+++ INPUT FOR THIS TASK +++

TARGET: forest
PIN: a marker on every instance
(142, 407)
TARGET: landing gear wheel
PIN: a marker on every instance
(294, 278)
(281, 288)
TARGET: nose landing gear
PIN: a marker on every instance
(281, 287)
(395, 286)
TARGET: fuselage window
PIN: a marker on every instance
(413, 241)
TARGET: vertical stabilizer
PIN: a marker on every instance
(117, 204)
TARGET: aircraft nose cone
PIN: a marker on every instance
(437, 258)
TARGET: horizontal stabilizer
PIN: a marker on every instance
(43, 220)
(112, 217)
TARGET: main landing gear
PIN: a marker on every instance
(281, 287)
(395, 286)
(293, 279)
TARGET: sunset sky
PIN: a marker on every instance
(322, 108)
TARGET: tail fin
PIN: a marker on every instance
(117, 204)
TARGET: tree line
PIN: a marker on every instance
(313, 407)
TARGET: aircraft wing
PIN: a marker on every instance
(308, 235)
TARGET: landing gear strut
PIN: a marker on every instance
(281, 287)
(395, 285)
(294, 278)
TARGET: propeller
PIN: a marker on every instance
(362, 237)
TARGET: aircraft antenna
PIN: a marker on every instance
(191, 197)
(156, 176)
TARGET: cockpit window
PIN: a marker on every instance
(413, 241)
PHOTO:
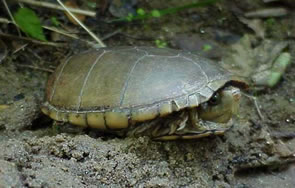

+++

## GIVEN REQUEST
Format every line of the listing above as a Markdown table with the columns Row and Line, numbering the rows and omitting blank lines. Exclude the picture from your table.

## SOLUTION BELOW
| Row | Line |
|---|---|
| 1 | TARGET: forest |
| 2 | PIN: a marker on every instance |
| 3 | (142, 407) |
| 4 | TARGET: landing gear wheel |
| 5 | PIN: a marker on every instance |
| 6 | (294, 278) |
| 7 | (281, 288) |
| 8 | TARGET: nose landing gear |
| 9 | PIN: a marker on every instance |
| 10 | (281, 287) |
| 11 | (395, 286) |
| 12 | TARGET: fuselage window |
| 13 | PIN: a marker on every instance |
| 14 | (413, 241) |
| 15 | TARGET: vertical stabilizer |
| 16 | PIN: a marker on every instance |
| 17 | (117, 204) |
| 18 | TARGET: aircraft nose cone |
| 19 | PIN: a marker on every instance |
| 20 | (437, 258) |
| 21 | TARGET: horizontal stabilizer |
| 22 | PIN: a marker on every instance |
| 23 | (43, 220) |
| 24 | (112, 217) |
| 25 | TARGET: main landing gear |
| 26 | PIN: a marker on every instance |
| 27 | (281, 287) |
| 28 | (395, 286) |
| 29 | (293, 279) |
| 30 | TARGET: sunset sky |
| 31 | PIN: a marker on every instance |
| 32 | (322, 108) |
| 33 | TARGET: tail fin |
| 34 | PIN: a marker on every instance |
| 35 | (117, 204) |
| 36 | TARGET: tree line |
| 37 | PIN: a marker on every instance |
| 38 | (313, 407) |
| 39 | TARGET: aircraft wing |
| 40 | PIN: a marker on every instance |
| 41 | (308, 235) |
| 42 | TARGET: landing gear strut |
| 43 | PIN: a marker on every instance |
| 44 | (281, 287) |
| 45 | (395, 285) |
| 46 | (294, 278) |
| 47 | TARGET: propeller |
| 48 | PIN: a marker on every instance |
| 49 | (362, 237) |
| 50 | TARGET: aircraft antenna |
| 51 | PIN: a marker on every instance |
| 52 | (191, 197) |
| 53 | (156, 176) |
| 54 | TARGET: cockpit window |
| 55 | PIN: a marker on every instance |
| 56 | (413, 241) |
| 57 | PHOTO: |